Tasks to perform
**a.** In the festival review, what was the Foundation Stage formerly called?
**b.** Transcribe the part of the festival review starting with "At the same" and going on through "in the future.".

Reading passage
WOMADELAIDE 2016: DAY ONE REVIEW

WOMADelaide 2016 kicked off in grand style with one of the most jam-packed Friday night line-ups in memory. In the humid evening weather, the large, sweat-glazed crowds were more than ready to start their long-weekend in party mode and IMG_6764the acts on offer certainly met expectations.

Hazmat Modine got the carnival atmosphere going with an energetic opening set on the Foundation Stage (formerly Stage 1). The upbeat blend of jazz, blues and New Orleans brass was the perfect start to the festival and the audience was immediately into the swing of things. Unfortunately, a few hiccups at the gate led to unusually long queues getting into the event, and some missed out on the performance.

7pm was perhaps the busiest time-slot of the night with a wealth of options. On Stage 2 indie stalwarts The Violent Femmes began proceedings. Thirty years on they know how to please a crowd; setting the bar high from the start, a huge roar went up when they opened with their eponymous hit, ‘Blister in the Sun’. Continuing in this vein, the band relied heavily on earlier songs, but did pull out some newer material (including a polka from the new album). Admittedly, at this stage of career, they do feel a bit like a band going through the motions, but the audience (many of them dancing at the back) were having a blast, so that probably didn’t matter much.

At the same time over on the Moreton Bay Stage, local troubadour and former Lowrider frontman, Joe Braithwaite used the picturesque setting to showcase his new solo project, Ripley. Backed by a bassist and a drummer, who left the stage while Joe performed solo acoustic numbers, Ripley gave an intimate, soul-reaching performance and we are sure to see a lot more from him in the future.

Over on the Novatech Stage (formerly Speakers Corner), All Our Exes Live In Texas delivered an exquisite early evening performance underneath the Botanic Park bats. A collective of four Sydney singer-songwriters, their flawless harmonies, engaging banter and bittersweet alt-country / folk songs provided the perfect atmosphere to kick back with a bottle of wine. This quartet of talented women will return tonight at 10:15, so be sure to catch them. Also look out for their debut album, due in the next few months.

Blues two-piece, The Cedric Burnside Project was anything but chilled over on Zoo Stage at 8:15; in the limited stage space the crowd were tightly packed and IMG_6760throbbing. In the sticky night this felt like an old school juke joint; we could have easily been in the deep south. Drummer / singer, Cedric Burnside is the grandson of blues legend R. L. Burnside and you can hear how this musical legacy runs in his veins. His songs were seized with a terrific, infectious energy and the audience were lapping it all up. This was a wonderful WOMAD performance, and perhaps deserving of a bigger stage.

Dataset extract
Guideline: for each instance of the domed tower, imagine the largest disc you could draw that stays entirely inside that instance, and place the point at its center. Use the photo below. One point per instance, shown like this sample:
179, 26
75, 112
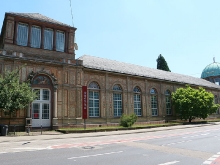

Numbered responses
**a.** Stage 1

**b.**
At the same time over on the Moreton Bay Stage, local troubadour and former Lowrider frontman, Joe Braithwaite used the picturesque setting to showcase his new solo project, Ripley. Backed by a bassist and a drummer, who left the stage while Joe performed solo acoustic numbers, Ripley gave an intimate, soul-reaching performance and we are sure to see a lot more from him in the future.